About this exercise:
Every line of the entries that holds the word "target" is to be copied.

Recorded data:
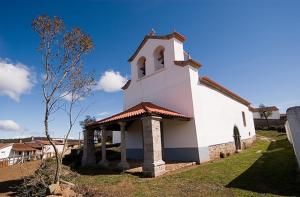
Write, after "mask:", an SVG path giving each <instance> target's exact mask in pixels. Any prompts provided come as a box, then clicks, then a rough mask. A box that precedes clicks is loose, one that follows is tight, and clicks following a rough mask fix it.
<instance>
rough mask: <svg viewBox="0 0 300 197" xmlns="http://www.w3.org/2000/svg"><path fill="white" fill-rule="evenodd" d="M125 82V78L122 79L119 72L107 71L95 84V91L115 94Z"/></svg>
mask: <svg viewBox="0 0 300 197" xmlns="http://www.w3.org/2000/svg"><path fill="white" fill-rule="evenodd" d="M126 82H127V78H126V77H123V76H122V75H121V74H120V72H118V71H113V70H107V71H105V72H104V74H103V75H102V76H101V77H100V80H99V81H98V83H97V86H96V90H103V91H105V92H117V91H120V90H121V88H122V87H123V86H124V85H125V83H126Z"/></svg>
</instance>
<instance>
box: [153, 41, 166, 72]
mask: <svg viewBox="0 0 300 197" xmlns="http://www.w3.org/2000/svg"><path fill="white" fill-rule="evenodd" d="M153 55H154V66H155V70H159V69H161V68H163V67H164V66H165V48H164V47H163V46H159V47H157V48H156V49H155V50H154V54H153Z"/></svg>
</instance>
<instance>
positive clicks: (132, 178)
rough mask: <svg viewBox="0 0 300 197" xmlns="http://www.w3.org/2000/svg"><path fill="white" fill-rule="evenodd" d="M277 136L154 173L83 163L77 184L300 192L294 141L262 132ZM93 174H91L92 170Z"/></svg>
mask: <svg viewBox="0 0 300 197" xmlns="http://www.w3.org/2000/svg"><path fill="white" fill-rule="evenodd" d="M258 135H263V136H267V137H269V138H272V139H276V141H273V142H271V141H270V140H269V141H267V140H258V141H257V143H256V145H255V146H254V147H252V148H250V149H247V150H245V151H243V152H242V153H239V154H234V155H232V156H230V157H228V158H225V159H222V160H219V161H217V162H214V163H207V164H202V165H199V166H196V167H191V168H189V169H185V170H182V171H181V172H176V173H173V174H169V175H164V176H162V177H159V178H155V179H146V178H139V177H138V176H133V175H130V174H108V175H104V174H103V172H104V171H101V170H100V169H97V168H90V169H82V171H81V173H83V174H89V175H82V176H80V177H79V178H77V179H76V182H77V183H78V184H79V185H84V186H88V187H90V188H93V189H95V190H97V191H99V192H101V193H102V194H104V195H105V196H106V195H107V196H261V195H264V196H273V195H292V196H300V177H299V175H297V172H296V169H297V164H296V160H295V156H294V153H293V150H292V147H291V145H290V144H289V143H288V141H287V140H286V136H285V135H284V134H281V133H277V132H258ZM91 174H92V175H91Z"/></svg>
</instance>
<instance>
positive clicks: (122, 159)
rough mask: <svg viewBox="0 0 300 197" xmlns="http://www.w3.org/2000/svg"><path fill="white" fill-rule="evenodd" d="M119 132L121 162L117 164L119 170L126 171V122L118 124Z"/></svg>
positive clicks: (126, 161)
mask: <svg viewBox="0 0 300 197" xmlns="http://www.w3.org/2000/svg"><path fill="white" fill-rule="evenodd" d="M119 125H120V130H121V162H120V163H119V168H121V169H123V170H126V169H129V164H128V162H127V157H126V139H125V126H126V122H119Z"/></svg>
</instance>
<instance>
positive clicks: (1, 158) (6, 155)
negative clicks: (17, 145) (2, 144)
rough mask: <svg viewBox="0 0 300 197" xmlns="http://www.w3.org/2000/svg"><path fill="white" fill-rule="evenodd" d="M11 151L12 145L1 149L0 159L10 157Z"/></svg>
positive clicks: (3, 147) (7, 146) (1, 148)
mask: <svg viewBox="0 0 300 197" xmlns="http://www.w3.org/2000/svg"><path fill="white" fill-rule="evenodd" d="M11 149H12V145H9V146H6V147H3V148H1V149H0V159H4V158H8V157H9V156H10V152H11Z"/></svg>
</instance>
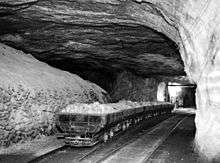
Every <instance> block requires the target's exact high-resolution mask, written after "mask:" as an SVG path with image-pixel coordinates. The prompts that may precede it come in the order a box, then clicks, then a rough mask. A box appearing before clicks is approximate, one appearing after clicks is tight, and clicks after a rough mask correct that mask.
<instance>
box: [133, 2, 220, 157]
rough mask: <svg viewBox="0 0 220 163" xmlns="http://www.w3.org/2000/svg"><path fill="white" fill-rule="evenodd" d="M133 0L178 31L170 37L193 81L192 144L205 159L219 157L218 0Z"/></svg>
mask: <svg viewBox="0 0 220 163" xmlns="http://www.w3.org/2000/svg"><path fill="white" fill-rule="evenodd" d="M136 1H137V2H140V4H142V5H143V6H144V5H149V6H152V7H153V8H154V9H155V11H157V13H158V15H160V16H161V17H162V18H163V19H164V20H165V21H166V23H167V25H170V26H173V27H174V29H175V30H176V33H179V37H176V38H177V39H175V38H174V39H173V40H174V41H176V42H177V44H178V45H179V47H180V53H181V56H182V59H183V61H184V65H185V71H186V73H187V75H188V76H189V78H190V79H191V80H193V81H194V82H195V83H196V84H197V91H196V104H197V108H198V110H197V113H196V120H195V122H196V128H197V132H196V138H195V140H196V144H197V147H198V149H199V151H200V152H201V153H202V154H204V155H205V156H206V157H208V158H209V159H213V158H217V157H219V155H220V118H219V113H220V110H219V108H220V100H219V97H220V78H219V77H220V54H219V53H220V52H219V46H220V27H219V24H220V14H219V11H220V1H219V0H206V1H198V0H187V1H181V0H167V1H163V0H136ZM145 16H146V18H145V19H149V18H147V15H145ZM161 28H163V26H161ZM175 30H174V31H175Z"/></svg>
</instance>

Completed task:
Write, after "mask:", an SVG path giving each <instance> target's exact mask in pixels. Any prompts provided come as a box, then clicks, then a rough mask. A box that precedes clicks is loose, one that follows is tight, and clicks following a rough mask fix it.
Every <instance> block requires the target's exact high-resolution mask, written after "mask:" as an SVG path with image-pixel coordinates. The prompts that may precede it come in the order a box, then clicks, then a rough mask. A box appearing before clicks is approximate, one appearing after clicks is tight, and clicks after a rough mask correct that mask.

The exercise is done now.